(Stored dataset items)
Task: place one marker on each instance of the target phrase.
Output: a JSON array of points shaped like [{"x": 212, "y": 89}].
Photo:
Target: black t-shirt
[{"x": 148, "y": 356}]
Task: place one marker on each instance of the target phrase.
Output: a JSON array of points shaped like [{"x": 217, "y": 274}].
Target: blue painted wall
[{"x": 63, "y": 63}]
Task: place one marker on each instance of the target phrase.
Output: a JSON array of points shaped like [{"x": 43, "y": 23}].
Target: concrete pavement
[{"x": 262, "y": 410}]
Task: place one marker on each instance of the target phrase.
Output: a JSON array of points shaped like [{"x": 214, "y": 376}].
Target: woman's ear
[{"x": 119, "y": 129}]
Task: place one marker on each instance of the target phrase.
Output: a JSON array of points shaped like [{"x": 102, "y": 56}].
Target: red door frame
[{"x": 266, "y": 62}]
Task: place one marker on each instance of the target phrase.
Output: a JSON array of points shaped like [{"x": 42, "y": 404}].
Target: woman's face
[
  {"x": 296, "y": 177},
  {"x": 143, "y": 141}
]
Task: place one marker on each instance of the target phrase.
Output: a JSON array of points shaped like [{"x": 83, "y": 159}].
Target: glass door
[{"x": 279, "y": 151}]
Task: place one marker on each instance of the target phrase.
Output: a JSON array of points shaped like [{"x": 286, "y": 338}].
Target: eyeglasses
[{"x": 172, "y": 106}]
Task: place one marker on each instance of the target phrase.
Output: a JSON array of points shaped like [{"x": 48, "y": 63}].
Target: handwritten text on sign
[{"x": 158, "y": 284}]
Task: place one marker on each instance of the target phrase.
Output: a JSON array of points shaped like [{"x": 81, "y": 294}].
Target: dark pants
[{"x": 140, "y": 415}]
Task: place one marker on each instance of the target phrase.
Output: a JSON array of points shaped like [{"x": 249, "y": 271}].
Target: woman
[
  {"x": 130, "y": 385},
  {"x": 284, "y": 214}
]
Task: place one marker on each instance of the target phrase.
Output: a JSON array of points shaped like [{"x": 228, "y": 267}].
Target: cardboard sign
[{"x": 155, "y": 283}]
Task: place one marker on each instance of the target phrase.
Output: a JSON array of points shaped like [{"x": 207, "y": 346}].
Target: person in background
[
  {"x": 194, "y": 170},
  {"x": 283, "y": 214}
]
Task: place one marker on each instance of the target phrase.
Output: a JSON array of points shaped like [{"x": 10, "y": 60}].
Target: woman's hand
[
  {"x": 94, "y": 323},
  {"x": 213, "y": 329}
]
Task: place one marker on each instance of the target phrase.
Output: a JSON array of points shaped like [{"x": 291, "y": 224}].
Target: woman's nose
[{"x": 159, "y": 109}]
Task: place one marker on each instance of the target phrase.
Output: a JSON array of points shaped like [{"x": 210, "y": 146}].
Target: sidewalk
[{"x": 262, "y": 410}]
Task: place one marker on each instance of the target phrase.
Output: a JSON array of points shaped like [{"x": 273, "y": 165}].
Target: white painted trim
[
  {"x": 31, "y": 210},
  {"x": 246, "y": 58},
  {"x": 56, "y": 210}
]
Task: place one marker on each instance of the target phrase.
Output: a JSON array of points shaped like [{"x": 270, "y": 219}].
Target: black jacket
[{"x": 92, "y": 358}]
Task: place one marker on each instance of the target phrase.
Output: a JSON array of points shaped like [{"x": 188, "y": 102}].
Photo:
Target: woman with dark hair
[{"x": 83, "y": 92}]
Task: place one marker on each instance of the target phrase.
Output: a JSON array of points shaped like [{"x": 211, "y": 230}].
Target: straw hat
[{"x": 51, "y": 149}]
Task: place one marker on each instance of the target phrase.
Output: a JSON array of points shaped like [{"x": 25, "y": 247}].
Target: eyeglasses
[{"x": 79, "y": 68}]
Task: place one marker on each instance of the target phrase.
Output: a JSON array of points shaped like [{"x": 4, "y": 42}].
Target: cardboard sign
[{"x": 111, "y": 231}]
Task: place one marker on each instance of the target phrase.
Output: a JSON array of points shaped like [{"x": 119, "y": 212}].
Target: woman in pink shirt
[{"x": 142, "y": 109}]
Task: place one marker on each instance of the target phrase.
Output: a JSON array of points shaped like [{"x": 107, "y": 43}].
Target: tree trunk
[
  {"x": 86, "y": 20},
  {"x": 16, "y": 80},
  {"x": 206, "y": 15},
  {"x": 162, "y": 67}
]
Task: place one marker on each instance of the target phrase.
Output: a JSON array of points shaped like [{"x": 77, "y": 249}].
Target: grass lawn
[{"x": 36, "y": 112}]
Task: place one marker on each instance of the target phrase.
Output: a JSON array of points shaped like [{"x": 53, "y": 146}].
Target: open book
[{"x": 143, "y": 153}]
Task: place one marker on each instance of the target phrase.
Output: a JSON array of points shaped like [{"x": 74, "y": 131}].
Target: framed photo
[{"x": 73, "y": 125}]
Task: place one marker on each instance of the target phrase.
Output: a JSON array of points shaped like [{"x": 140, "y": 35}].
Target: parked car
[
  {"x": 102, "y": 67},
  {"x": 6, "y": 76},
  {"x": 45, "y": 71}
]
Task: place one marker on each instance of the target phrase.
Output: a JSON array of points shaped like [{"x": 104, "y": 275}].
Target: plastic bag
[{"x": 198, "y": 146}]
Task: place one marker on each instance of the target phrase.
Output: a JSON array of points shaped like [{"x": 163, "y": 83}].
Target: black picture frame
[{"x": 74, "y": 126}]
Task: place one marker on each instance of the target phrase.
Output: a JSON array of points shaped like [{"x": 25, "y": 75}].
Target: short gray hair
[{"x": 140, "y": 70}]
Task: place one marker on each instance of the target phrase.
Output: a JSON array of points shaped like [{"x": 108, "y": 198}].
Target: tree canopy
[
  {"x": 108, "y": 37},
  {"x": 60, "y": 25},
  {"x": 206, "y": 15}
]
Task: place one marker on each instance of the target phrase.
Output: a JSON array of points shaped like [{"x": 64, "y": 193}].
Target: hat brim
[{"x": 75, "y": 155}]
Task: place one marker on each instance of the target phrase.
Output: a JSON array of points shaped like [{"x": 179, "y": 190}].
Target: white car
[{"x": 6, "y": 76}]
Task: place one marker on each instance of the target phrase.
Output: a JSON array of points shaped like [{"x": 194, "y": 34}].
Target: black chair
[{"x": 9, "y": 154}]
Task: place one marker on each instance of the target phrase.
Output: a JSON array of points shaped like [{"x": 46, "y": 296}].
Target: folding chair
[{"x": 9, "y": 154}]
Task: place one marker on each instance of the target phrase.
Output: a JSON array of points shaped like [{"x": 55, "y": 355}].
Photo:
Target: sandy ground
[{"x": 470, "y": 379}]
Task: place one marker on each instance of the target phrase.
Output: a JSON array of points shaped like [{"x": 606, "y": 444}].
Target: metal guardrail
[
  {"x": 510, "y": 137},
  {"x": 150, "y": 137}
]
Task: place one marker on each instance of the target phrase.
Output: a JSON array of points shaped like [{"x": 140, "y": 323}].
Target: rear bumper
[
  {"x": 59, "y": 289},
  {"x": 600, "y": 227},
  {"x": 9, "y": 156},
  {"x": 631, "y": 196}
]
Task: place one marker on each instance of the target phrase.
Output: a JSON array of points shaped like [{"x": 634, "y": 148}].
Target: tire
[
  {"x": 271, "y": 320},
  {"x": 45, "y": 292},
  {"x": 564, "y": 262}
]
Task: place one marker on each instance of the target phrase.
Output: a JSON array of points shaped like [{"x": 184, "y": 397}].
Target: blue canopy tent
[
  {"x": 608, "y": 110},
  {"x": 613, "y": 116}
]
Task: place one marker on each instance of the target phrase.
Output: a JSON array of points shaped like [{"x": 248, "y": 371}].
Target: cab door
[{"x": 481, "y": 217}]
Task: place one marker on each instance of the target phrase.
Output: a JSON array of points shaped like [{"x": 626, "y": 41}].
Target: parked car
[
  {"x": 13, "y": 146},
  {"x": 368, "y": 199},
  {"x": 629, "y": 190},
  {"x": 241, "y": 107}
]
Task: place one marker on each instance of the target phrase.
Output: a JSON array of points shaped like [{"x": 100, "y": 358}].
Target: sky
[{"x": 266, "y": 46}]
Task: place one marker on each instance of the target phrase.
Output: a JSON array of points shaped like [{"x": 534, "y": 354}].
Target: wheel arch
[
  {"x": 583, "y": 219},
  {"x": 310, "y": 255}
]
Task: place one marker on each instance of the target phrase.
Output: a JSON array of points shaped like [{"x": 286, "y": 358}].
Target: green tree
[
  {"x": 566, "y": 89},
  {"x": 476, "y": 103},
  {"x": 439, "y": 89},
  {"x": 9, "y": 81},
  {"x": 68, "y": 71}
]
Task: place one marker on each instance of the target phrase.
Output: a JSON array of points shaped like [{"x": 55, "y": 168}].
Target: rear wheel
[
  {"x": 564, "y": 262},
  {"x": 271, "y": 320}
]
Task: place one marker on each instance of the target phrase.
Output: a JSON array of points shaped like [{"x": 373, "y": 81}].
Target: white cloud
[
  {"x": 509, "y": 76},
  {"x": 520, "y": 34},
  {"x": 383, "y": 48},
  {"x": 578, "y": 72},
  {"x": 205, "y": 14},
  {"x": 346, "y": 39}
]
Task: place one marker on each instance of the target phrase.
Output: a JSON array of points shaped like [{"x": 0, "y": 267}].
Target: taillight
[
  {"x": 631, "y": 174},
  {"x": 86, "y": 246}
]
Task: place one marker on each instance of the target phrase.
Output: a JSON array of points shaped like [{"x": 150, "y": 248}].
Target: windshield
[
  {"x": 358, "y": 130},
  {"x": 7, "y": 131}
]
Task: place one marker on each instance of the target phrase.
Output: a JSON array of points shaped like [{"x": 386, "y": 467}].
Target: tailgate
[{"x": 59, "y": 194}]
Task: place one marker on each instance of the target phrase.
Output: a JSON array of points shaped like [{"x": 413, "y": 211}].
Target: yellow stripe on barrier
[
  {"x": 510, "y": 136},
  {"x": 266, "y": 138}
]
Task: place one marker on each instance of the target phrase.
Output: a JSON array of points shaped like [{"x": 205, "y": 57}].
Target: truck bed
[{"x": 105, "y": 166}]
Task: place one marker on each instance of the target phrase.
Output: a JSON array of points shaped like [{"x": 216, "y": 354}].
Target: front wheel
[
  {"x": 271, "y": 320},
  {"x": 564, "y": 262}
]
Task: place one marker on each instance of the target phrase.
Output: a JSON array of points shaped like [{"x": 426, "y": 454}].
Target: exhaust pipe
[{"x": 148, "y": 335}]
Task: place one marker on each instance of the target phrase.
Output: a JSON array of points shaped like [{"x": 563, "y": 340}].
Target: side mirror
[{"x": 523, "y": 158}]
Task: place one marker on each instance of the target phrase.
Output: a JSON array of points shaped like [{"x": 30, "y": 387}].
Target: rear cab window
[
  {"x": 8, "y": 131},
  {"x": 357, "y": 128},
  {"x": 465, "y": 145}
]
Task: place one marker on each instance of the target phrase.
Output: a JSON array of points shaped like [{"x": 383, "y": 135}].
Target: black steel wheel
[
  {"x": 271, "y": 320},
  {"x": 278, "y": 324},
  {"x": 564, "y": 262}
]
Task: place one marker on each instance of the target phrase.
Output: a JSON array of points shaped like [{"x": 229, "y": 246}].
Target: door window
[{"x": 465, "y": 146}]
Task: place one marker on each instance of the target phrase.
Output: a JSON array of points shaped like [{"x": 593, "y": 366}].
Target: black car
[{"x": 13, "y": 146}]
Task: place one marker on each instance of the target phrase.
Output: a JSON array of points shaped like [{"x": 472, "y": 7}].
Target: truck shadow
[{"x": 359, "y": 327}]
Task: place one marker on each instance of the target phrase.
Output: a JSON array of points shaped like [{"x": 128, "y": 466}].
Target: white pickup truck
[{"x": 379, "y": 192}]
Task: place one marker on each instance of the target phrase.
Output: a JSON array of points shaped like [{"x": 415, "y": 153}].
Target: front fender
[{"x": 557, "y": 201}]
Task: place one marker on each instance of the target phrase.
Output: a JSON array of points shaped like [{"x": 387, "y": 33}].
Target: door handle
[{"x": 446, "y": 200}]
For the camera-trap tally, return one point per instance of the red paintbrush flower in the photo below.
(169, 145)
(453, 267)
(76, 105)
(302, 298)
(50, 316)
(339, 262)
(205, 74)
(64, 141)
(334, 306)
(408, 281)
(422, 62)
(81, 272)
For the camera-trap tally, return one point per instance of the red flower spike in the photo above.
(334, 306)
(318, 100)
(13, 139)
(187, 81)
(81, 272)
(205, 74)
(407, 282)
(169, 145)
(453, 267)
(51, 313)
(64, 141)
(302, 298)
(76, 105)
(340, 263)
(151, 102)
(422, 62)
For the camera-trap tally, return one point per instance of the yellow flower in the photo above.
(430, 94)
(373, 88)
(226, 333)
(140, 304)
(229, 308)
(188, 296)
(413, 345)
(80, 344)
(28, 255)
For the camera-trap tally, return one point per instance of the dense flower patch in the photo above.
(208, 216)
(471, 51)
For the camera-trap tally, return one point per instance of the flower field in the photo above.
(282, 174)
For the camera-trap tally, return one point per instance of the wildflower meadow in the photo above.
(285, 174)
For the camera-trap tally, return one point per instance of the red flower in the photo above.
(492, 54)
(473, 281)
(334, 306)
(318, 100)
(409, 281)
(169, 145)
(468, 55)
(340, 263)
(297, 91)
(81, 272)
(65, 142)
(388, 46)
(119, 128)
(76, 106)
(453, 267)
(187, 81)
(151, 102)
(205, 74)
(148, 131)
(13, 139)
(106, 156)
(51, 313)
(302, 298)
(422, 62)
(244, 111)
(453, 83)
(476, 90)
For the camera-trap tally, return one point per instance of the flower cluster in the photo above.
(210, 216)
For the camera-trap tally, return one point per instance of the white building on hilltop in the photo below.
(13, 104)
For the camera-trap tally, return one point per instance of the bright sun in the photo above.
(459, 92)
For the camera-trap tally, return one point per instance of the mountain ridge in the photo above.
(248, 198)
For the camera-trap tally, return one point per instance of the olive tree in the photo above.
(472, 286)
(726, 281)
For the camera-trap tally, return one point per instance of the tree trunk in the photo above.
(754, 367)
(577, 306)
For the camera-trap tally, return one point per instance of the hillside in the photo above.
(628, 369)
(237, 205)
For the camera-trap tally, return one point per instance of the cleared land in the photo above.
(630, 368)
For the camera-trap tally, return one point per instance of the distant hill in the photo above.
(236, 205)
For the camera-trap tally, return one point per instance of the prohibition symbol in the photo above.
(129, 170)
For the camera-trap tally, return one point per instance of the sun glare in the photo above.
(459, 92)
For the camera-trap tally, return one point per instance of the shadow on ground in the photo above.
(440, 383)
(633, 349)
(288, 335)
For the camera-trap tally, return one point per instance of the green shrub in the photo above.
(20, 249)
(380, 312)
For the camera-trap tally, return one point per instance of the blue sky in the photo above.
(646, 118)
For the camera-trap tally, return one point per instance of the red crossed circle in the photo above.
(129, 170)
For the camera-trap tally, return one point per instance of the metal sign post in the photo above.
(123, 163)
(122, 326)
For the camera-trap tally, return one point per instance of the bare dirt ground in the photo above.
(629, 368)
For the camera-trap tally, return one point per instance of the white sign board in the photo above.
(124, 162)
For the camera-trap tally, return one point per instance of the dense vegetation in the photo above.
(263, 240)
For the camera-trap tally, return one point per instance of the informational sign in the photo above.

> WHAT THIS TASK INVOLVES:
Starting with the line that contains "trunk in the photo above.", return each line through the last one of the data above, exactly as written and nothing more.

> SOLUTION:
For the camera-trap tally, return one point per instance of the tree trunk in the photo above.
(754, 367)
(577, 306)
For the camera-trap tally, return one point per instance of the hillside in the photo above.
(628, 369)
(237, 205)
For the camera-trap tally, return one point per instance of the cleared land in the photo above.
(630, 368)
For the camera-trap tally, return one point per instance of the distant hill in the photo above.
(236, 205)
For the camera-trap tally, return one point per instance of the prohibition symbol in the photo above.
(129, 170)
For the camera-trap tally, return one point per instance of the sun glare in the photo above.
(459, 92)
For the camera-trap tally, return one point per instance of the shadow on ground in the photo above.
(440, 383)
(633, 349)
(288, 335)
For the camera-trap tally, return one point per instance of the green shrub in the photo above.
(20, 249)
(380, 312)
For the camera-trap tally, return one point per instance of the blue sky in the photo above.
(646, 118)
For the camera-trap tally, return one point per instance of the red crossed circle in the photo above.
(129, 170)
For the camera-trap tally, return one point per instance of the metal sign post in the photo above.
(123, 163)
(122, 326)
For the camera-trap tally, return one point per instance of the bare dirt ground in the photo above.
(629, 368)
For the camera-trap tally, return one point per instance of the white sign board in the photo above.
(124, 162)
For the camera-trap tally, return one point per instance of the dense vegetation in the photo above.
(263, 240)
For the camera-trap tally, return one point per instance of the informational sign in the photo above.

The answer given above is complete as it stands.